• [What you have to do]: Can you write out every one of the items below word for word, changing nothing?

>> BEGIN Data shown

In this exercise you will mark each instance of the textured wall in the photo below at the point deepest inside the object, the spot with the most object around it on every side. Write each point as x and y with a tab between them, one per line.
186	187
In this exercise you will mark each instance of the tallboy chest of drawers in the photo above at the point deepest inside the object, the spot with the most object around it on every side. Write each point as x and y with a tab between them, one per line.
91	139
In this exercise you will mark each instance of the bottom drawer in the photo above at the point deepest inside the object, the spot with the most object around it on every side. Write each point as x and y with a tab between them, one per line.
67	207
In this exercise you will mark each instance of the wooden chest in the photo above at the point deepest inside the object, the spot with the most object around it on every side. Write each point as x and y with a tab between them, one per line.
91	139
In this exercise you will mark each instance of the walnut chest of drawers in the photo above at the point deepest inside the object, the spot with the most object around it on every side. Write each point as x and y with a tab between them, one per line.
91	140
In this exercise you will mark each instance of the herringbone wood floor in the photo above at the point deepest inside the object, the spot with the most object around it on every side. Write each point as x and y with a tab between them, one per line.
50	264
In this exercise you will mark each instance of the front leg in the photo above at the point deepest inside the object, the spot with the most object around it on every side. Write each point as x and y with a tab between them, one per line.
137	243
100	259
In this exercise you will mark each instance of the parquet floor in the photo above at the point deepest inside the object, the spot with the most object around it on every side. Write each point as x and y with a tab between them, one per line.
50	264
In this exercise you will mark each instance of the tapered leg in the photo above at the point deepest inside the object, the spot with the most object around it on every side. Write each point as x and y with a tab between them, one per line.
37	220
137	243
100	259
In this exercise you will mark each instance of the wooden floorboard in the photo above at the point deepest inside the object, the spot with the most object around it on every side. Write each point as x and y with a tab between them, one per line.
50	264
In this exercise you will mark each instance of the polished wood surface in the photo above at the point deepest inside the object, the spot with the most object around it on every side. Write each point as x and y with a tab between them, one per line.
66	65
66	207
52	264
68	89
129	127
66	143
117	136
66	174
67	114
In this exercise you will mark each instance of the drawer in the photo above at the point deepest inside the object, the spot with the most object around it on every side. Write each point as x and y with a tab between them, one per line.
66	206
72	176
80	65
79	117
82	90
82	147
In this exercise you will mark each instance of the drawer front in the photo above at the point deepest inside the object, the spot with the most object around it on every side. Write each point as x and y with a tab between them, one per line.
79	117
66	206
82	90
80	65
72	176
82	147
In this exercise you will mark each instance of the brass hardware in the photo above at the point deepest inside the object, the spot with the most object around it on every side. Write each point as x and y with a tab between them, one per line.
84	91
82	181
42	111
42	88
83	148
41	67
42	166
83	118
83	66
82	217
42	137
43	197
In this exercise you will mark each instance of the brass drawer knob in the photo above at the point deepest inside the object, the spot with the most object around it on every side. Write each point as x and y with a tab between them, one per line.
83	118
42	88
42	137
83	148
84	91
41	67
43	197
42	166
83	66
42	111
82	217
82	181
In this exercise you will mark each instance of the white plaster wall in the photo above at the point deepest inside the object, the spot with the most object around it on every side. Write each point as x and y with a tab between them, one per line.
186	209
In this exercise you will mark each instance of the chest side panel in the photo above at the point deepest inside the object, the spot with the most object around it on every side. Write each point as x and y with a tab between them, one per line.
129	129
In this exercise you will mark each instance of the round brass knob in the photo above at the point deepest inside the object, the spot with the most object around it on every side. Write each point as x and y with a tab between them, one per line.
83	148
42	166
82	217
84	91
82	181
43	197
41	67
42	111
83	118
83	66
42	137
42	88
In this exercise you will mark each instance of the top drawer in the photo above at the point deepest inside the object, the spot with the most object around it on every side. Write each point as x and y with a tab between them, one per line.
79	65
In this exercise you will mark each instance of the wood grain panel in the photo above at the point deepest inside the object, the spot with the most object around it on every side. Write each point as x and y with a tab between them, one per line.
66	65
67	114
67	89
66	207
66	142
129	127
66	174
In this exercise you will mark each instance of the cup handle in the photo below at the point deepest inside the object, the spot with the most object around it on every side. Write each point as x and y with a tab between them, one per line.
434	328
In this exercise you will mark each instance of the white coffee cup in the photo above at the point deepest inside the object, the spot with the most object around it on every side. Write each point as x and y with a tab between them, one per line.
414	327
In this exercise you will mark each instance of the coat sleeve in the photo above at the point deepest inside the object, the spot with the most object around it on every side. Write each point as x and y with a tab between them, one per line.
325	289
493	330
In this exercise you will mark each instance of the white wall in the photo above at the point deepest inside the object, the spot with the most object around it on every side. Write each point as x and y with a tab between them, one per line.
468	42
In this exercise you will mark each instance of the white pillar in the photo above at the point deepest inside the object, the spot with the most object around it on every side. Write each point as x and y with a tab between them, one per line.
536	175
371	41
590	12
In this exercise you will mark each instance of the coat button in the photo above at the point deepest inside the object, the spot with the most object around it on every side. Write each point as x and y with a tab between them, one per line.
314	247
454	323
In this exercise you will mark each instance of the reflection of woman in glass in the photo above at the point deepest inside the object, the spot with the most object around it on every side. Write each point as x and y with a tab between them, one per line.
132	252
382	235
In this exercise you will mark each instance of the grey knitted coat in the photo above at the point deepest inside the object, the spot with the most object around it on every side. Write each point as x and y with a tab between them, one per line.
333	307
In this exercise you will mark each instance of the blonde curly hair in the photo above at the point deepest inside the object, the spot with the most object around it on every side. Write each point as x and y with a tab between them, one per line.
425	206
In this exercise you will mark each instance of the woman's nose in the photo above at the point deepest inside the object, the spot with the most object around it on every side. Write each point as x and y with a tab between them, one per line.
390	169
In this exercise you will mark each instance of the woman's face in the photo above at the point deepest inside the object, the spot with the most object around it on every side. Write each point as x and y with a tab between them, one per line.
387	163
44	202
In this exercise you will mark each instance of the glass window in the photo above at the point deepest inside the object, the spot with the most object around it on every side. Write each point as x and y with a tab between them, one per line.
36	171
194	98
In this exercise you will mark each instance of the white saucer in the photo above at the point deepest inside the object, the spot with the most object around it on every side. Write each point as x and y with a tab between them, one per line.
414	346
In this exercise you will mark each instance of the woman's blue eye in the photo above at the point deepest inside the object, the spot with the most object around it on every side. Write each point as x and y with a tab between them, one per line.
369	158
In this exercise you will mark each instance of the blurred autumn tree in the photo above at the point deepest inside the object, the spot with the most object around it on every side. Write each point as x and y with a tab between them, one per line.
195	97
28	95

>> END Data shown

• [Written response]:
In this exercise you will mark each instance of the textured wall in the photo below at the point deepest inside the object, the spot with the most object around it on every side. Write each point as x and y with a tab between them, one per line.
186	187
In this exercise you will mark each instance of the tallboy chest of drawers in the photo above at the point deepest inside the object, the spot with the most object around it on every side. Write each point as x and y with a tab between them, one per line.
91	139
In this exercise you will mark each instance of the bottom drawer in the photo above at the point deepest inside the object, the spot with the most object around it on every side. Write each point as x and y with a tab between them, one per line.
67	207
In this exercise you will mark each instance of the wooden chest in the photo above at the point deepest inside the object, the spot with the most object around it on every side. Write each point as x and y with a tab between them, one per line.
91	139
In this exercise you will mark each instance of the walnut chest of drawers in the photo above at the point deepest inside the object, the spot with the most object around it on every side. Write each point as x and y with a tab between them, one per line.
91	140
In this exercise you will mark each instance of the herringbone wood floor in the photo above at the point deepest inside the object, the spot with the most object around it on every side. Write each point as x and y with a tab between them, one per line.
50	264
In this exercise you will mark each instance of the front leg in the photo above at the point deepest inside the object, the spot with the most object around it on every side. Write each point as x and y with a tab between them, one per line.
137	243
100	259
In this exercise you will mark each instance of the parquet floor in the photo above at the point deepest inside the object, the spot with the most object around it on every side. Write each point as x and y with a tab between them, one per line.
50	264
In this exercise you will mark each instance of the tapered leg in the photo above at the point deepest inside the object, the spot with the most object around it on every side. Write each point as x and y with a tab between them, one per line.
37	220
137	243
100	259
In this exercise you will mark each instance of the wooden floorboard in the photo above at the point deepest inside the object, the spot with the most object around it on every side. Write each point as x and y with a tab between them, one per line.
50	264
In this exercise you will mark each instance of the polished wood surface in the photo above at the point deepest inside the object, the spot with the most object around it on every side. Write each point as x and y with a tab between them, one per line.
66	65
66	207
52	264
68	89
129	127
66	143
117	136
66	174
67	114
In this exercise you will mark each instance of the drawer in the photo above at the point deepest inside the object, the spot with the most object around it on every side. Write each point as x and y with a tab between them, one per line.
66	206
72	176
80	65
79	117
82	90
82	147
In this exercise you will mark each instance of the drawer front in the photo above at the point deepest inside the object, the spot with the most object around it on every side. Write each point as x and y with a tab between them, one per line.
79	117
66	206
82	90
80	65
72	176
82	147
In this exercise you will mark each instance of the brass hardware in the photo above at the point deepest inside the object, the spot with the most object around it on every side. Write each point as x and y with a tab between them, one per line.
84	91
82	181
42	111
42	88
83	148
41	67
42	166
83	118
83	66
82	217
42	137
43	197
In this exercise you will mark each instance of the brass drawer knob in the photo above at the point deepest inside the object, the spot with the most object around it on every side. Write each point as x and y with a tab between them, one per line.
83	118
42	88
42	137
83	148
84	91
41	67
43	197
42	166
83	66
42	111
82	217
82	181
In this exercise you will mark each instance of the white plaster wall in the photo above at the point deepest inside the object, the spot with the most object around it on every side. Write each point as x and y with a tab between them, one per line.
186	209
In this exercise you will mark each instance of the chest side panel in the photo above at the point deepest inside the object, the spot with the most object around it on every side. Write each point as x and y with a tab between them, one per line.
129	129
In this exercise you will mark each instance of the round brass knob in the photo above at the point deepest inside the object, the spot with the most object around it on every side. Write each point as x and y with a tab between them, one per line.
83	148
42	166
82	217
84	91
82	181
43	197
41	67
42	111
83	118
83	66
42	137
42	88
In this exercise you will mark each instance of the top drawer in the photo above at the point deepest inside the object, the spot with the most object around it on every side. Write each point as x and y with a tab between them, one per line.
79	65
In this exercise you will mark each instance of the wood grain panel in the photo above at the point deepest inside the object, the spot with the most object around it on every side. Write each point as x and y with a tab between them, one per line.
66	65
67	114
67	89
66	207
66	142
129	127
66	174
In this exercise you will mark each instance of the cup handle in the photo below at the point deepest inside the object, the spot with the most object around it on every side. Write each point as x and y with a tab between them, one per line.
434	328
In this exercise you will mark each instance of the white coffee cup in the photo above at the point deepest inside the object, the spot with the most object around it on every side. Write each point as x and y with a tab between them, one per line.
414	327
In this exercise you will mark each instance of the coat sleeve in the photo above at the point deepest inside the object, the spot with the most object around it on every side. Write each point as x and y with a tab between them, one per line.
325	289
493	330
In this exercise you will mark each instance of the white wall in the photo above at the point deepest inside the object, the spot with the most object around it on every side. Write each point as x and y with a tab between them, one per line.
468	42
In this exercise you will mark each instance of the white pillar in the photo above at the point deepest inside the object, the spot with the most object around it on every side. Write each point as x and y with a tab between them, one per line.
536	175
371	41
590	12
In this exercise you will mark each instance of the coat button in the photo above at the point deepest inside the object, the spot with the most object around it on every side. Write each point as x and y with a tab between them, one per line.
314	247
454	323
In this exercise you will mark each instance of the reflection of woman in glass in the photo above at the point deepest inside the object, the spot with the most object around it on every side. Write each point as x and y with a tab between them, one per line.
132	252
382	235
In this exercise you will mark each instance of the grey knitted coat in the photo above at the point deepest inside the object, the spot with the most object around it on every side. Write each point as x and y with a tab between them, one per line.
333	307
In this exercise you will mark each instance of the blonde curly hair in the photo above at the point deepest inside the object, the spot with the most object around it on every side. Write each point as x and y with a tab between them, one per line.
425	206
In this exercise you will mark each instance of the woman's nose in the photo above at the point deepest inside the object, the spot with the most object around it on every side. Write each point as x and y with a tab between them, one per line.
390	169
In this exercise you will mark each instance of the woman's face in the photo above at the point deepest inside the object, the spot with the most object around it on every side. Write each point as x and y with a tab between them, one per line.
387	163
44	202
In this exercise you will mark each instance of the glass window in the photo above at the point deepest inside the object, the spot with the most object around it on every side. Write each point as x and y with a tab between them, one per line.
36	171
194	98
In this exercise you will mark each instance of the white saucer in the photo above at the point deepest inside the object, the spot with the most object around it on every side. Write each point as x and y with a tab between them, one per line.
414	346
In this exercise you will mark each instance of the woman's blue eye in the photo above at the point deepest inside the object, the spot with the most object around it on every side. Write each point as x and y with a tab between them, one per line.
369	158
In this exercise you will mark each instance of the blurred autumn tree in the photo above at the point deepest inside the object, the spot with the most object around it on every side. Write each point as x and y with a tab between them, one per line.
195	97
28	95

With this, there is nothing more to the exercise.